SOURCE MATERIAL:
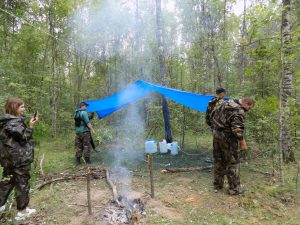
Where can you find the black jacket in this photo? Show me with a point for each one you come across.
(16, 143)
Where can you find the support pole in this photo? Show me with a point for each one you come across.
(88, 189)
(150, 166)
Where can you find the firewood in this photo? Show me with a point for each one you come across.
(190, 169)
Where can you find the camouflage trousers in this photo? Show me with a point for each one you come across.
(18, 178)
(82, 145)
(226, 160)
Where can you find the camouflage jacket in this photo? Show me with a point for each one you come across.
(16, 143)
(211, 106)
(229, 118)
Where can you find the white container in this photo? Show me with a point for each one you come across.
(150, 146)
(174, 148)
(163, 146)
(169, 146)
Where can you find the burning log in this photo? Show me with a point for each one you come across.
(190, 169)
(125, 210)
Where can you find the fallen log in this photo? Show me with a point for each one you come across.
(261, 172)
(189, 169)
(95, 173)
(40, 186)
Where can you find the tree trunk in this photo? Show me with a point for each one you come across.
(286, 84)
(54, 81)
(242, 60)
(159, 36)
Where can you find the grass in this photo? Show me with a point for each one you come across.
(181, 198)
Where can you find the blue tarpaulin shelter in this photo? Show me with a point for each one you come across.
(139, 89)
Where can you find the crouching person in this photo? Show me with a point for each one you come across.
(16, 156)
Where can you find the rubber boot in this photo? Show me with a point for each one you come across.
(78, 161)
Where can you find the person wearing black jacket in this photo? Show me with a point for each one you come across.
(16, 156)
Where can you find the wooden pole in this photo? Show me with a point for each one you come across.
(150, 166)
(89, 191)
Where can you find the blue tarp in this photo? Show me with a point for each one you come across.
(139, 89)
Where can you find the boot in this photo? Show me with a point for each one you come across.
(78, 161)
(87, 160)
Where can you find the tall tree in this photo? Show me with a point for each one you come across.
(286, 83)
(159, 36)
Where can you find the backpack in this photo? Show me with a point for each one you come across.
(77, 118)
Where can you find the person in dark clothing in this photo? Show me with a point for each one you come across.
(228, 140)
(16, 156)
(83, 135)
(213, 104)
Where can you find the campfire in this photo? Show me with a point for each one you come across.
(122, 209)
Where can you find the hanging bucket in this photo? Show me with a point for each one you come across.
(174, 148)
(150, 146)
(163, 146)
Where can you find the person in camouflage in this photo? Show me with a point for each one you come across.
(16, 156)
(228, 140)
(83, 135)
(213, 103)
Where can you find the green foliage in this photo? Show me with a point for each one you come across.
(263, 123)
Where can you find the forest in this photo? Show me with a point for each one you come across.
(58, 53)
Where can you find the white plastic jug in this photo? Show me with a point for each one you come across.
(174, 148)
(169, 146)
(163, 147)
(150, 146)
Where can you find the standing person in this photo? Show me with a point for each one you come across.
(228, 140)
(213, 104)
(16, 156)
(83, 135)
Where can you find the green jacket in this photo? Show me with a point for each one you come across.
(84, 120)
(229, 118)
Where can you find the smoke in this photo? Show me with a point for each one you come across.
(128, 148)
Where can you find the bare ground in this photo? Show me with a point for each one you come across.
(182, 198)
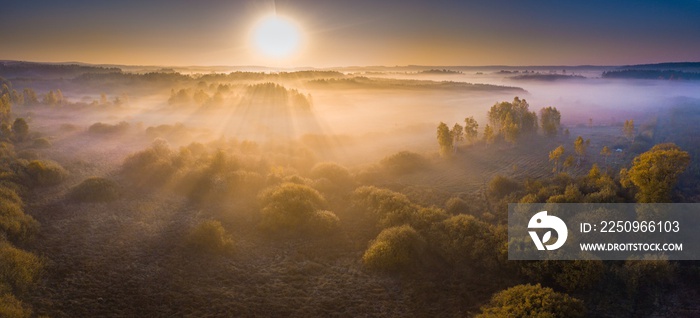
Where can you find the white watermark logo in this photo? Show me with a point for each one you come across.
(543, 221)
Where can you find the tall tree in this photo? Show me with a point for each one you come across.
(445, 139)
(628, 129)
(606, 153)
(471, 129)
(20, 129)
(510, 130)
(655, 172)
(568, 162)
(512, 118)
(457, 135)
(489, 135)
(550, 120)
(30, 97)
(580, 147)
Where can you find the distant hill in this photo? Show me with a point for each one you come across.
(652, 74)
(547, 77)
(676, 66)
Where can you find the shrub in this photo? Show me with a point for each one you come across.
(464, 241)
(9, 195)
(339, 176)
(322, 223)
(28, 155)
(210, 236)
(19, 270)
(532, 301)
(46, 173)
(388, 207)
(396, 248)
(424, 218)
(404, 162)
(456, 205)
(11, 307)
(41, 143)
(14, 223)
(95, 189)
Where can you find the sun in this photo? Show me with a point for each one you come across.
(276, 36)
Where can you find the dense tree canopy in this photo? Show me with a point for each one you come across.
(512, 119)
(532, 301)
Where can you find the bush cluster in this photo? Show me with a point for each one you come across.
(46, 172)
(210, 236)
(395, 248)
(292, 207)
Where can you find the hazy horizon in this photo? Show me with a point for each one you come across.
(359, 33)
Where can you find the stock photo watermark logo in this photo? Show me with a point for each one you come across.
(543, 221)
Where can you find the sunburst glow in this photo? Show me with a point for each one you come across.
(276, 36)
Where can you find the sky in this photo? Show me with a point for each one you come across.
(354, 33)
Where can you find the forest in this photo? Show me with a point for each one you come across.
(326, 192)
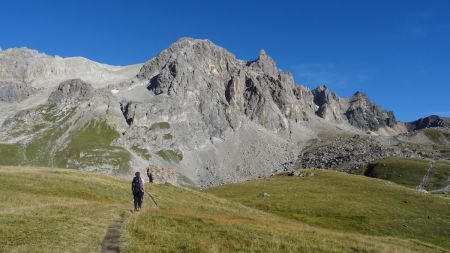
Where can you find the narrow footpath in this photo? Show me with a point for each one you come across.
(111, 241)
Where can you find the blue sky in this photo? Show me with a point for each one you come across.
(396, 51)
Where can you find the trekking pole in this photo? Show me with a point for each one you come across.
(151, 197)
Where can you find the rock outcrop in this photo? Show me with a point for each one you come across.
(329, 104)
(15, 92)
(72, 90)
(364, 114)
(427, 122)
(225, 90)
(163, 175)
(194, 107)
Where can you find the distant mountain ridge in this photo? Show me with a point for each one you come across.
(194, 107)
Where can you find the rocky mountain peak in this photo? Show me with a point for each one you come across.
(328, 103)
(360, 95)
(366, 115)
(430, 121)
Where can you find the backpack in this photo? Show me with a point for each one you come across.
(136, 185)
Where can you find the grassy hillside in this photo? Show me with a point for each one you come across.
(51, 210)
(346, 202)
(47, 141)
(409, 172)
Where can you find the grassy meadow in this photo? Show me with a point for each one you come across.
(60, 210)
(409, 172)
(345, 202)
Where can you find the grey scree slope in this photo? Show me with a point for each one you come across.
(194, 107)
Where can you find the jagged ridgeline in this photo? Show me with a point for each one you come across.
(195, 107)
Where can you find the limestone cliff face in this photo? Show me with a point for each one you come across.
(364, 114)
(329, 104)
(226, 90)
(194, 107)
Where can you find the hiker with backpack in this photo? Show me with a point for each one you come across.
(150, 176)
(137, 187)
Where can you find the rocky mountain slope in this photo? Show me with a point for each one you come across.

GOAL OF THE EXERCISE: Each record above should come back exactly the same, only without its pictures.

RESPONSE TO THIS TASK:
Where can you find the black jacket in this photo? Show me with a point for each one you come across.
(16, 143)
Where can you find the support pole in this photo? Show me with a point for each one you come across.
(88, 189)
(150, 166)
Where can you find the firewood in this photo? Show me with a point for each one you come across.
(190, 169)
Where can you find the camouflage trousers in this photo? Show me with a point for each one you come across.
(18, 178)
(82, 145)
(226, 160)
Where can you find the camouflage jacket in this photo? Show me with a point for each one you come across.
(16, 143)
(211, 106)
(229, 118)
Where can you find the white container in this photo? Show me with a point for each one you come across.
(150, 146)
(174, 148)
(163, 146)
(169, 146)
Where can you find the burning log in this photo? Show me with a point for each one you come across.
(190, 169)
(125, 210)
Where can you find the fallen log in this photo? Show me with a point for each one you come across.
(261, 172)
(189, 169)
(95, 173)
(40, 186)
Where can you find the tree trunk in this photo? Show me with a point for each one you come across.
(286, 84)
(54, 81)
(242, 60)
(159, 36)
Where can you find the grass in this photo? Show me with a point for each one you come across.
(181, 198)
Where can you find the blue tarpaulin shelter in this photo? Show me with a point for each one you come across.
(139, 89)
Where can you find the crouching person in this photo? Show me with a point for each one you come across.
(16, 156)
Where can you find the rubber boot in this photo? Show me with a point for each one you come across.
(78, 161)
Where can you find the person wearing black jacket in this photo? Show me with a point for each one you come across.
(16, 156)
Where can you find the wooden pole in this photo? Show me with a point for each one you come across.
(150, 166)
(89, 191)
Where can you find the blue tarp in this photo? Show me with a point for each one you come across.
(139, 89)
Where can you find the boot in this photo? Show me with a point for each one you come across.
(78, 161)
(87, 160)
Where can you find the tall tree in this photo? Show me with a point for each one you come across.
(286, 83)
(159, 36)
Where can you find the backpack in this photo? Show me with a point for each one you come across.
(77, 118)
Where can you find the person in dark clothing in this photo? Show me with a point for each one you come across.
(228, 140)
(16, 156)
(83, 135)
(213, 104)
Where can you find the campfire in this photo? Show me with a point for each one you come across.
(122, 209)
Where can you find the hanging bucket in this photo? Show me with a point for each one you come across.
(174, 148)
(150, 146)
(163, 146)
Where can you find the person in camouflage in this photo? Show me with a point for each one you come across.
(16, 156)
(228, 140)
(83, 135)
(213, 103)
Where can you find the green foliage in this photo? Show me with a point for each one you come across.
(263, 123)
Where can you find the forest in this photo? Show me with a point for each one you come across.
(58, 53)
Where can you find the white plastic jug in this photo? Show me with a point for each one you come across.
(174, 148)
(169, 146)
(163, 147)
(150, 146)
Where can you find the standing person in this photo? Show me with a point for each one you come across.
(228, 140)
(213, 104)
(16, 156)
(83, 135)
Where can you find the green jacket in this photo? Show me with a point for each one you come across.
(84, 120)
(229, 118)
Where can you find the smoke in this photo? Show me with a point for each one you come across.
(128, 148)
Where can you find the bare ground in this photo? Show me with a point for each one you come across.
(182, 198)
Where can you find the white watermark logo in this photo? Show me with a point for each one you come across.
(543, 221)
Where can you find the tall tree in this photo? Show me with a point for each one you come across.
(445, 139)
(628, 129)
(606, 153)
(471, 129)
(20, 129)
(510, 130)
(655, 172)
(568, 162)
(512, 118)
(457, 135)
(489, 135)
(550, 120)
(30, 97)
(580, 147)
Where can you find the distant hill in this photo? Show me with a point for each one you come across.
(652, 74)
(547, 77)
(676, 66)
Where can you find the shrub in this photo? Show me with a point for each one you come across.
(464, 241)
(9, 195)
(339, 176)
(322, 223)
(28, 155)
(210, 236)
(19, 270)
(532, 301)
(46, 173)
(388, 207)
(396, 248)
(424, 218)
(404, 162)
(456, 205)
(11, 307)
(41, 143)
(14, 223)
(95, 189)
Where can you find the sun in this photo? Show me with a point for each one you come across.
(276, 36)
Where can you find the dense tree canopy in this photo? Show me with a point for each one you come across.
(512, 119)
(532, 301)
Where can you find the bush cluster in this photo? Show me with a point for each one you come across.
(46, 172)
(210, 236)
(395, 248)
(292, 207)
Where can you find the hazy horizon in this photo? Show me with a point for each one you come across.
(359, 33)
Where can you find the stock photo watermark logo in this photo? Show me with a point for each one you come across.
(543, 221)
Where can you find the sunburst glow in this photo? Show me with a point for each one you come across.
(276, 36)
Where can you find the sky in this photo? Show me with a point for each one you come across.
(354, 33)
Where can you find the forest in this photo? Show me with a point for each one you come across.
(326, 192)
Where can you find the narrow footpath in this photo? Show me with a point for each one you come across.
(111, 241)
Where can you find the blue sky in this photo? Show me with a point for each one you come across.
(396, 51)
Where can you find the trekking pole in this photo? Show me with a point for each one you come across.
(151, 197)
Where can you find the rock outcrop in this photo? Show me with a point for each one you come across.
(329, 104)
(15, 92)
(72, 90)
(364, 114)
(427, 122)
(225, 90)
(163, 175)
(194, 107)
Where can you find the distant mountain ridge in this photo? Show me with a point for each one you come across.
(194, 107)
Where can you find the rocky mountain peak in this photo? Show me with a point for each one you come across.
(328, 103)
(360, 95)
(366, 115)
(430, 121)
Where can you find the backpack in this photo? Show me with a point for each one you come across.
(136, 185)
Where can you find the grassy hillside in this photo? Show me with a point for each one you come across.
(51, 210)
(346, 202)
(47, 141)
(409, 172)
Where can you find the grassy meadow in this photo? Show me with a point for each one you come across.
(60, 210)
(409, 172)
(345, 202)
Where can you find the grey scree slope in this photo? Show me with a point for each one you come across.
(194, 107)
Where can you find the jagged ridgeline in this photo? Show me with a point for each one you come across.
(195, 107)
Where can you find the limestone cliff face in this photo? Show me with a point for each one you come across.
(364, 114)
(329, 104)
(226, 90)
(194, 107)
Where can you find the hiker with backpack in this photo? Show me with a point for each one you come across.
(150, 176)
(137, 187)
Where can you find the rocky mountain slope in this photo? Show me with a point for each one you come across.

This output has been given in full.